(Required work):
Please print the passage from the news article on the upheld sentence that runs between "Sentence upheld for" and "court ruled yesterday.", inclusive.

WARNING: Attention ALL *moonies* attempting to overthrow the US Gov't.. (prophet able case charge prophecy)
Sentence upheld for man who threatened president
By The Associated Press
12.23.03
http://www.firstamendmentcenter.org/news.aspx?id=12391
ST. LOUIS — A delusional, self-proclaimed prophet from Oregon who
claimed he meant nothing by suggesting that he or one of his followers
would set President Bush ablaze was correctly sentenced to three years
in federal custody, a U.S. appeals court ruled yesterday.
"Hopefully, medication over a significant period of years will result in
his being able to live outside the prison confines, free of delusions
and the type of behavior he exhibited here," the St. Louis-based 8th
U.S. Circuit Court of Appeals ruled in the case of Richard Humphreys,
formerly of Portland.

(Stored data entries)
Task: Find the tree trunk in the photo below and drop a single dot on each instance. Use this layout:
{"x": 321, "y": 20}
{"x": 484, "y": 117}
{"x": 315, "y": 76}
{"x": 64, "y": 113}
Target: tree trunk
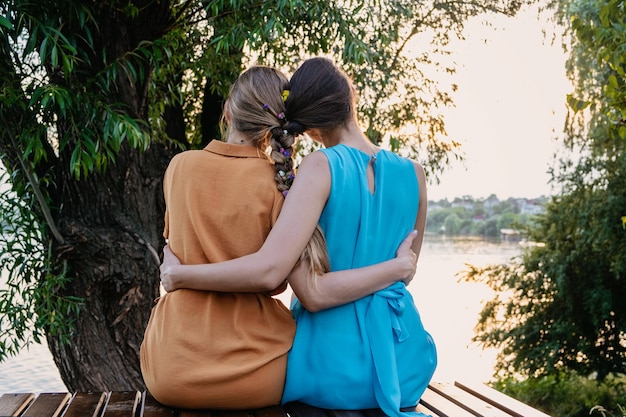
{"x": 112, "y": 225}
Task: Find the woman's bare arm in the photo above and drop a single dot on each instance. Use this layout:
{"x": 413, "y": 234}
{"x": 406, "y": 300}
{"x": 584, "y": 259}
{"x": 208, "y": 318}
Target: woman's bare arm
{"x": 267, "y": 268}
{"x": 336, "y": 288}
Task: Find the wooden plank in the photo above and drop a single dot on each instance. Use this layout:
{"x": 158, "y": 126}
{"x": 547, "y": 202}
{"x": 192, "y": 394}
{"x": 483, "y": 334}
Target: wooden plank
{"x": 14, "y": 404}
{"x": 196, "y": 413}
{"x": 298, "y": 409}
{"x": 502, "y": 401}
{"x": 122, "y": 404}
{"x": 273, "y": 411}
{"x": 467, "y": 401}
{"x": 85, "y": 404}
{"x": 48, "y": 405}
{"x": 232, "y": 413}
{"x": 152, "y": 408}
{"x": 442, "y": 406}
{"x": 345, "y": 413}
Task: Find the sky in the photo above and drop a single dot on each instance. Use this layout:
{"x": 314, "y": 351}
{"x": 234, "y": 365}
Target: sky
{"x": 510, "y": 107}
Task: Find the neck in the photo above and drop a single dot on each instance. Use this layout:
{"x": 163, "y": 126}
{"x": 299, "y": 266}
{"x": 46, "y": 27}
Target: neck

(Solved exercise):
Sentence upheld for man who threatened president
By The Associated Press
12.23.03
http://www.firstamendmentcenter.org/news.aspx?id=12391
ST. LOUIS — A delusional, self-proclaimed prophet from Oregon who
claimed he meant nothing by suggesting that he or one of his followers
would set President Bush ablaze was correctly sentenced to three years
in federal custody, a U.S. appeals court ruled yesterday.